→ PROBLEM REQUIREMENTS
Rewrite the material below, swapping every "FIND" for "LOCATE" and leaving everything else as it is.

[START OF INFORMATION GIVEN]

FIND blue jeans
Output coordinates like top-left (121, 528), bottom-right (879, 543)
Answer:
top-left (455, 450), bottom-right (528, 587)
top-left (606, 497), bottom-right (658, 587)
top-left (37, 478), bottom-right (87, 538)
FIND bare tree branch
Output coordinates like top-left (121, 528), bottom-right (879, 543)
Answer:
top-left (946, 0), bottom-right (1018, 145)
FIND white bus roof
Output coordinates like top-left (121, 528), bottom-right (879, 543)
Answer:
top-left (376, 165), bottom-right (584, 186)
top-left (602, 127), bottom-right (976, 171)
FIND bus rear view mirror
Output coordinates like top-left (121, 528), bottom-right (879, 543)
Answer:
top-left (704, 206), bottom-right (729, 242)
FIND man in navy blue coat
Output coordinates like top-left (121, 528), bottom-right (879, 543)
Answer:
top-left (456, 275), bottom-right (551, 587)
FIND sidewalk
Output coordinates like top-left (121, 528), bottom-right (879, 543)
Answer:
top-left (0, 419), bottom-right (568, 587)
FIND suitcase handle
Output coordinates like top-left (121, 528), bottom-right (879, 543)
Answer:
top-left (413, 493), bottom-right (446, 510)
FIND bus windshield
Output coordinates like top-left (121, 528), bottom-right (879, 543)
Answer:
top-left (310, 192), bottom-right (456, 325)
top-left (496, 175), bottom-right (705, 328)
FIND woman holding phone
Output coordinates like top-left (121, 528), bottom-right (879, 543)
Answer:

[END OF INFORMATION GIVEN]

→ THE SOLUTION
LOCATE blue jeans
Output coordinates like top-left (121, 528), bottom-right (879, 543)
Answer:
top-left (455, 450), bottom-right (528, 587)
top-left (606, 497), bottom-right (658, 587)
top-left (37, 478), bottom-right (87, 538)
LOCATE bare tree branch
Output coordinates like top-left (121, 528), bottom-right (879, 543)
Answer:
top-left (946, 0), bottom-right (1018, 145)
LOCATE white bus roof
Output coordinates like top-left (121, 528), bottom-right (879, 543)
Answer:
top-left (376, 165), bottom-right (584, 186)
top-left (602, 127), bottom-right (976, 171)
LOCATE bus rear view mirror
Output coordinates like top-left (121, 528), bottom-right (879, 543)
Answer:
top-left (704, 206), bottom-right (729, 242)
LOCATE man in navy blue coat
Output coordinates like top-left (121, 528), bottom-right (879, 543)
Answer:
top-left (456, 275), bottom-right (551, 587)
LOCATE sidewalk
Output coordinates like top-left (121, 528), bottom-right (879, 543)
Answer:
top-left (0, 419), bottom-right (568, 587)
LOCATE suitcase handle
Output coordinates like top-left (121, 528), bottom-right (879, 543)
Answer:
top-left (413, 493), bottom-right (446, 510)
LOCATE bus windshield
Output coordinates like top-left (121, 528), bottom-right (879, 543)
Answer:
top-left (310, 192), bottom-right (456, 325)
top-left (496, 175), bottom-right (705, 328)
LOCATE woman holding phone
Output coordinates like top-left (121, 528), bottom-right (879, 543)
Answer:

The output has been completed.